Assignment:
The answer must be an exact copy of the records, with every picture left out.
** Record set follows **
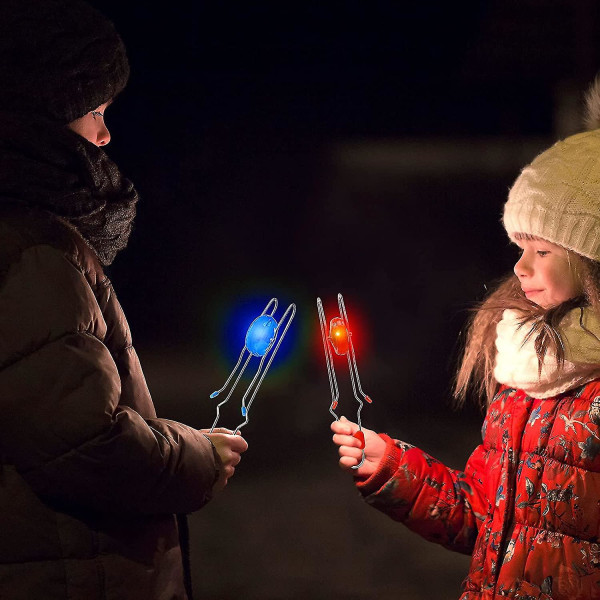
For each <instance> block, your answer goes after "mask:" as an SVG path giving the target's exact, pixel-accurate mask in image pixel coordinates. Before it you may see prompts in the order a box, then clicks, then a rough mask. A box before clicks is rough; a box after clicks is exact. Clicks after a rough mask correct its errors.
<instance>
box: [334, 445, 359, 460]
mask: <svg viewBox="0 0 600 600" xmlns="http://www.w3.org/2000/svg"><path fill="white" fill-rule="evenodd" d="M338 453H339V455H340V456H341V457H342V458H344V457H345V458H351V459H352V460H353V461H355V462H354V463H353V464H357V463H358V462H359V461H360V459H361V458H362V450H361V449H360V448H354V447H350V446H340V447H339V449H338Z"/></svg>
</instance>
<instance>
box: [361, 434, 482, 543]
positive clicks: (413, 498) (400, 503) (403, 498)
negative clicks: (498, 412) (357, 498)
mask: <svg viewBox="0 0 600 600" xmlns="http://www.w3.org/2000/svg"><path fill="white" fill-rule="evenodd" d="M381 437H382V438H383V439H384V440H385V441H386V449H385V453H384V456H383V458H382V460H381V462H380V464H379V466H378V468H377V470H376V472H375V473H373V475H371V476H370V477H369V478H368V479H367V480H363V481H357V487H358V489H359V490H360V492H361V494H362V495H363V497H364V498H365V501H366V502H367V503H368V504H370V505H371V506H373V507H374V508H377V509H378V510H380V511H382V512H384V513H385V514H387V515H388V516H390V517H391V518H392V519H394V520H396V521H400V522H402V523H404V524H405V525H406V526H407V527H408V528H410V529H411V530H413V531H414V532H416V533H418V534H420V535H421V536H423V537H424V538H425V539H427V540H430V541H432V542H437V543H439V544H441V545H442V546H445V547H446V548H449V549H451V550H454V551H456V552H463V553H465V554H471V553H472V551H473V547H474V544H475V540H476V538H477V532H478V529H479V525H480V524H481V522H482V521H483V519H484V517H485V516H486V514H487V512H488V500H487V497H486V494H485V491H484V486H483V478H482V473H483V472H484V468H485V461H486V458H485V456H486V453H485V450H484V448H483V445H480V446H478V447H477V448H476V449H475V451H474V452H473V453H472V454H471V456H470V458H469V460H468V462H467V465H466V468H465V470H464V471H457V470H454V469H450V468H448V467H446V466H445V465H443V464H442V463H440V462H439V461H438V460H436V459H435V458H433V457H431V456H429V455H428V454H426V453H425V452H423V451H422V450H419V449H418V448H415V447H414V446H411V445H410V444H406V443H405V442H401V441H398V440H393V439H392V438H390V437H389V436H387V435H385V434H381Z"/></svg>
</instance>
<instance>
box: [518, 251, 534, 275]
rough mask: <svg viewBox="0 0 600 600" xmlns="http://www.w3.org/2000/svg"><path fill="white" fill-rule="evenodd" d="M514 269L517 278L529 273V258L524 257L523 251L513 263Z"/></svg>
mask: <svg viewBox="0 0 600 600" xmlns="http://www.w3.org/2000/svg"><path fill="white" fill-rule="evenodd" d="M514 271H515V275H516V276H517V277H519V278H521V277H527V276H529V275H531V273H532V268H531V264H530V262H529V260H528V259H527V258H526V257H525V253H523V254H522V255H521V258H519V260H518V261H517V262H516V263H515V267H514Z"/></svg>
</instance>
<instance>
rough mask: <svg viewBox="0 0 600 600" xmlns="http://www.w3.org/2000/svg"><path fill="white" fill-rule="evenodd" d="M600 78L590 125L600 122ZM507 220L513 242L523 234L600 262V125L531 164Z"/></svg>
mask: <svg viewBox="0 0 600 600" xmlns="http://www.w3.org/2000/svg"><path fill="white" fill-rule="evenodd" d="M599 81H600V80H596V82H595V83H594V84H593V85H592V87H591V88H590V90H589V91H588V93H587V116H586V122H587V124H588V127H598V126H599V123H598V115H600V112H599V111H600V84H599ZM594 111H596V113H597V114H592V113H594ZM503 223H504V227H505V228H506V231H507V233H508V235H509V237H510V238H511V239H512V240H513V241H514V240H515V234H517V233H526V234H530V235H535V236H538V237H541V238H543V239H545V240H548V241H549V242H553V243H555V244H559V245H560V246H563V247H564V248H568V249H569V250H573V251H574V252H577V253H578V254H582V255H583V256H587V257H588V258H591V259H593V260H596V261H600V129H594V130H593V131H586V132H584V133H578V134H576V135H572V136H570V137H568V138H566V139H565V140H562V141H560V142H557V143H556V144H554V145H553V146H551V147H550V148H549V149H548V150H546V151H544V152H542V153H541V154H539V155H538V156H537V157H536V158H535V159H534V160H533V162H531V164H529V165H528V166H526V167H525V168H524V169H523V170H522V171H521V174H520V175H519V177H518V178H517V180H516V181H515V183H514V185H513V186H512V188H511V190H510V192H509V194H508V201H507V202H506V204H505V206H504V217H503Z"/></svg>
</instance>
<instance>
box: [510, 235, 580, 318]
mask: <svg viewBox="0 0 600 600" xmlns="http://www.w3.org/2000/svg"><path fill="white" fill-rule="evenodd" d="M517 245H518V246H519V248H521V250H522V254H521V257H520V258H519V260H518V261H517V263H516V264H515V269H514V270H515V274H516V276H517V277H518V278H519V281H520V282H521V289H522V290H523V292H524V293H525V296H527V299H528V300H531V301H532V302H535V303H536V304H537V305H538V306H541V307H542V308H551V307H553V306H557V305H558V304H560V303H561V302H565V301H566V300H569V299H571V298H575V297H576V296H579V295H580V294H581V293H582V286H581V282H580V280H579V277H578V276H577V274H576V270H575V266H576V264H575V263H576V262H577V261H578V258H577V255H576V254H573V253H569V252H568V251H567V250H565V249H564V248H563V247H562V246H557V245H556V244H552V243H551V242H547V241H546V240H542V239H540V238H528V239H519V240H517Z"/></svg>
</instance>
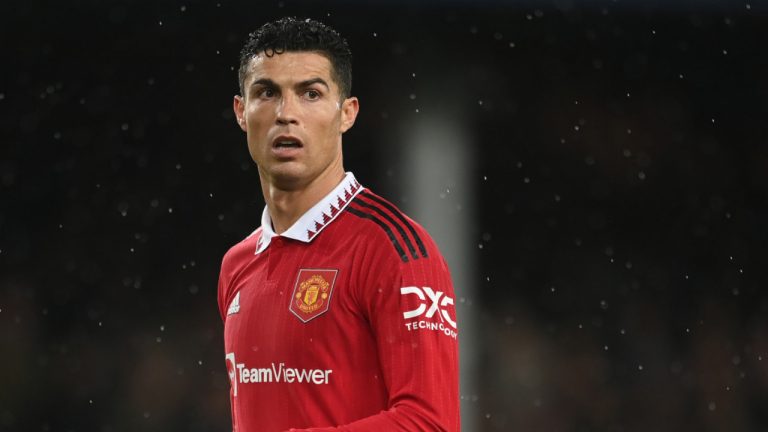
** End of Record set **
Solved problem:
For each <instance> block, your answer goes after "mask:" as an SVG path giving the target's exact, pixel-accurate mask in image pixel coordinates. Before it you may see prompts in the order a box, then clicks, then a rough mask. A box before clicks is rough; a box after clicks is exact. Clicks after a rough mask correct its errors.
<instance>
box: [334, 445, 359, 460]
mask: <svg viewBox="0 0 600 600" xmlns="http://www.w3.org/2000/svg"><path fill="white" fill-rule="evenodd" d="M338 453H339V455H340V456H341V457H342V458H344V457H345V458H351V459H352V460H353V461H355V462H354V463H353V464H357V463H358V462H359V461H360V459H361V458H362V450H361V449H360V448H354V447H350V446H340V447H339V449H338Z"/></svg>
</instance>
<instance>
box: [361, 434, 482, 543]
positive clicks: (413, 498) (400, 503) (403, 498)
negative clicks: (498, 412) (357, 498)
mask: <svg viewBox="0 0 600 600" xmlns="http://www.w3.org/2000/svg"><path fill="white" fill-rule="evenodd" d="M381 437H382V438H383V439H384V440H385V441H386V449H385V453H384V456H383V458H382V460H381V462H380V464H379V466H378V468H377V470H376V472H375V473H373V475H371V476H370V477H369V478H368V479H367V480H363V481H357V487H358V489H359V490H360V492H361V494H362V495H363V497H364V498H365V501H366V502H367V503H368V504H370V505H371V506H373V507H374V508H377V509H378V510H380V511H382V512H384V513H385V514H387V515H388V516H390V517H391V518H392V519H394V520H396V521H400V522H402V523H404V524H405V525H406V526H407V527H408V528H410V529H411V530H413V531H414V532H416V533H418V534H420V535H421V536H423V537H424V538H425V539H427V540H430V541H432V542H437V543H439V544H441V545H442V546H445V547H446V548H449V549H451V550H454V551H456V552H463V553H465V554H471V553H472V551H473V547H474V544H475V540H476V538H477V532H478V529H479V525H480V524H481V522H482V521H483V519H484V517H485V516H486V514H487V512H488V500H487V497H486V494H485V491H484V486H483V478H482V473H483V472H484V468H485V461H486V458H485V456H486V453H485V450H484V448H483V445H480V446H478V447H477V448H476V449H475V451H474V452H473V453H472V454H471V456H470V458H469V460H468V462H467V465H466V468H465V470H464V471H457V470H454V469H450V468H448V467H446V466H445V465H443V464H442V463H440V462H439V461H438V460H436V459H435V458H433V457H431V456H429V455H428V454H426V453H425V452H423V451H422V450H419V449H418V448H415V447H414V446H411V445H410V444H406V443H405V442H401V441H398V440H393V439H392V438H390V437H389V436H387V435H385V434H381Z"/></svg>
</instance>
<instance>
box: [518, 251, 534, 275]
rough mask: <svg viewBox="0 0 600 600" xmlns="http://www.w3.org/2000/svg"><path fill="white" fill-rule="evenodd" d="M514 269L517 278L529 273V258L524 257L523 251L513 263Z"/></svg>
mask: <svg viewBox="0 0 600 600" xmlns="http://www.w3.org/2000/svg"><path fill="white" fill-rule="evenodd" d="M514 271H515V275H516V276H517V277H519V278H521V277H527V276H529V275H531V273H532V268H531V264H530V262H529V260H528V259H527V258H526V257H525V253H523V254H522V255H521V258H519V260H518V261H517V262H516V263H515V267H514Z"/></svg>
</instance>
<instance>
rough mask: <svg viewBox="0 0 600 600" xmlns="http://www.w3.org/2000/svg"><path fill="white" fill-rule="evenodd" d="M600 78L590 125L600 122ZM507 220L513 242L523 234L600 262V125L531 164Z"/></svg>
mask: <svg viewBox="0 0 600 600" xmlns="http://www.w3.org/2000/svg"><path fill="white" fill-rule="evenodd" d="M599 81H600V80H596V82H595V83H594V84H593V85H592V87H591V88H590V90H589V91H588V93H587V116H586V122H587V124H588V127H598V126H599V123H598V115H600V112H599V111H600V84H599ZM594 111H596V113H597V114H592V113H594ZM503 223H504V227H505V228H506V231H507V233H508V235H509V237H510V238H511V239H512V240H513V241H514V240H515V234H517V233H526V234H530V235H535V236H538V237H541V238H543V239H545V240H548V241H549V242H553V243H555V244H559V245H560V246H563V247H564V248H568V249H569V250H573V251H574V252H577V253H578V254H582V255H583V256H587V257H588V258H591V259H593V260H596V261H600V129H594V130H593V131H586V132H584V133H578V134H576V135H572V136H570V137H568V138H566V139H565V140H562V141H560V142H557V143H556V144H554V145H553V146H551V147H550V148H549V149H548V150H546V151H544V152H542V153H541V154H539V155H538V156H537V157H536V158H535V159H534V160H533V162H531V164H529V165H528V166H526V167H525V168H524V169H523V170H522V171H521V174H520V175H519V177H518V178H517V180H516V181H515V183H514V185H513V186H512V188H511V190H510V192H509V194H508V201H507V202H506V204H505V206H504V217H503Z"/></svg>
</instance>
<instance>
box: [510, 235, 580, 318]
mask: <svg viewBox="0 0 600 600" xmlns="http://www.w3.org/2000/svg"><path fill="white" fill-rule="evenodd" d="M517 245H518V246H519V248H521V250H522V254H521V257H520V258H519V260H518V261H517V263H516V264H515V269H514V270H515V274H516V276H517V277H518V278H519V281H520V282H521V289H522V290H523V292H524V293H525V296H527V299H528V300H531V301H532V302H535V303H536V304H537V305H538V306H541V307H542V308H551V307H553V306H557V305H558V304H560V303H561V302H565V301H566V300H569V299H571V298H575V297H576V296H579V295H580V294H581V293H582V286H581V282H580V280H579V277H578V276H577V274H576V270H575V266H576V264H575V263H576V262H577V261H578V258H577V255H576V254H573V253H569V252H568V251H567V250H565V249H564V248H563V247H562V246H557V245H556V244H552V243H551V242H547V241H546V240H542V239H540V238H528V239H519V240H517Z"/></svg>
</instance>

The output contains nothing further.